## Input
********

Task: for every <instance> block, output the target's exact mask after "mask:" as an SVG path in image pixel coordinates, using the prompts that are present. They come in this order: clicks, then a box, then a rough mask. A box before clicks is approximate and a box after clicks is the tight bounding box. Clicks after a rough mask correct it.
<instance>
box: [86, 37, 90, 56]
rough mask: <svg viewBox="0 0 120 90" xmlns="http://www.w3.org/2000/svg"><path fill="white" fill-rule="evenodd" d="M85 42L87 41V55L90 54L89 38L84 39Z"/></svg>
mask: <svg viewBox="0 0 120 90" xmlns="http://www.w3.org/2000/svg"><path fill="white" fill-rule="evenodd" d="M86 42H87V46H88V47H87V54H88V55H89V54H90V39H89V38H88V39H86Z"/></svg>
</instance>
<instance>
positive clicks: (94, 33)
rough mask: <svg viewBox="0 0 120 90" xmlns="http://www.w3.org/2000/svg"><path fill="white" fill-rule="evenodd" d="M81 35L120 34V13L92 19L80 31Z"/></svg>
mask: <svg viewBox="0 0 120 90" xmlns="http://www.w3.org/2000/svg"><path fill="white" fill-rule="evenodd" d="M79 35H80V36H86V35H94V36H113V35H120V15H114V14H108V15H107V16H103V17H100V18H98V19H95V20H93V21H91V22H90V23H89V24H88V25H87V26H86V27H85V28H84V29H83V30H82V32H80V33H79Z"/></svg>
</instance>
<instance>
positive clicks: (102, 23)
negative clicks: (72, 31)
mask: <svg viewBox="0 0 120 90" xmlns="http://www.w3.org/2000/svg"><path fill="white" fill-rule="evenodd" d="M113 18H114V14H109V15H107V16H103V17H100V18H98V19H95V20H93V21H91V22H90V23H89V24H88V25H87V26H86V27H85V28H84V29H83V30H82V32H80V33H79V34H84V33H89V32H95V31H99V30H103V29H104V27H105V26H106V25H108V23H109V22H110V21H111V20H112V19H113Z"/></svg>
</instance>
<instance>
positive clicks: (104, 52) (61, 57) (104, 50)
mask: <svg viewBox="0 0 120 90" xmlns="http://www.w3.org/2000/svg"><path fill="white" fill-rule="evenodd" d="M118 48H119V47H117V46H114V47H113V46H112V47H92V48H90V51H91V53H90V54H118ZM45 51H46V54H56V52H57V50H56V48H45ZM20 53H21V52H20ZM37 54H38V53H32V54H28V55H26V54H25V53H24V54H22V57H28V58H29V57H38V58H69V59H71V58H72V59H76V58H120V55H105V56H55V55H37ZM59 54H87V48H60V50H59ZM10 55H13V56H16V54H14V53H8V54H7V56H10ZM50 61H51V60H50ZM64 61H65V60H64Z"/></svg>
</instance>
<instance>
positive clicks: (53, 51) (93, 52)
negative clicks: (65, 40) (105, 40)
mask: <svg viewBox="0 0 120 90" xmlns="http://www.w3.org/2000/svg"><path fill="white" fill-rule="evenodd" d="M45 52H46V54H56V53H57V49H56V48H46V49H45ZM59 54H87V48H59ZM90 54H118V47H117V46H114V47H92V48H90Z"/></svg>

********

## What the task asks
Set down the records again in full. Match them exactly.

## Your solution
Task: for every <instance> block, output the target's exact mask after "mask:" as an SVG path in image pixel coordinates, using the prompts that are present. They come in this order: clicks, then a box, then a rough mask. A box before clicks is approximate and a box after clicks is the tight bounding box. Clicks after a rough mask correct it.
<instance>
box: [86, 37, 90, 56]
rough mask: <svg viewBox="0 0 120 90" xmlns="http://www.w3.org/2000/svg"><path fill="white" fill-rule="evenodd" d="M85 42L87 41V55L90 54L89 38L84 39Z"/></svg>
mask: <svg viewBox="0 0 120 90" xmlns="http://www.w3.org/2000/svg"><path fill="white" fill-rule="evenodd" d="M86 42H87V46H88V47H87V54H88V55H89V54H90V39H89V38H88V39H86Z"/></svg>
</instance>
<instance>
positive clicks: (94, 33)
rough mask: <svg viewBox="0 0 120 90" xmlns="http://www.w3.org/2000/svg"><path fill="white" fill-rule="evenodd" d="M81 35L120 34V13L92 19L80 31Z"/></svg>
mask: <svg viewBox="0 0 120 90" xmlns="http://www.w3.org/2000/svg"><path fill="white" fill-rule="evenodd" d="M79 35H80V36H86V35H94V36H113V35H120V15H114V14H108V15H107V16H103V17H100V18H98V19H95V20H93V21H91V22H90V23H89V24H88V25H87V26H86V27H85V28H84V29H83V30H82V32H80V33H79Z"/></svg>
</instance>
<instance>
positive clicks: (102, 23)
negative clicks: (72, 31)
mask: <svg viewBox="0 0 120 90" xmlns="http://www.w3.org/2000/svg"><path fill="white" fill-rule="evenodd" d="M113 18H114V14H109V15H107V16H103V17H100V18H98V19H95V20H93V21H91V22H90V23H89V24H88V25H87V26H86V27H85V28H84V29H83V30H82V32H80V33H79V34H84V33H89V32H95V31H99V30H103V29H104V27H105V26H106V25H108V23H109V22H110V21H111V20H112V19H113Z"/></svg>
</instance>
<instance>
positive clicks: (104, 52) (61, 57) (104, 50)
mask: <svg viewBox="0 0 120 90" xmlns="http://www.w3.org/2000/svg"><path fill="white" fill-rule="evenodd" d="M118 48H119V47H117V46H114V47H113V46H112V47H92V48H90V51H91V53H90V54H118ZM45 51H46V54H56V52H57V50H56V48H45ZM20 53H21V52H20ZM37 54H38V53H32V54H28V55H26V54H25V53H24V54H22V57H28V58H29V57H38V58H69V59H71V58H72V59H76V58H120V55H105V56H55V55H37ZM59 54H87V48H60V50H59ZM10 55H13V56H16V54H14V53H8V54H7V56H10ZM50 61H51V60H50ZM64 61H65V60H64Z"/></svg>
</instance>
<instance>
positive clicks: (53, 51) (93, 52)
negative clicks: (65, 40) (105, 40)
mask: <svg viewBox="0 0 120 90" xmlns="http://www.w3.org/2000/svg"><path fill="white" fill-rule="evenodd" d="M45 52H46V54H56V53H57V49H56V48H46V49H45ZM59 54H87V48H59ZM90 54H118V47H117V46H114V47H92V48H90Z"/></svg>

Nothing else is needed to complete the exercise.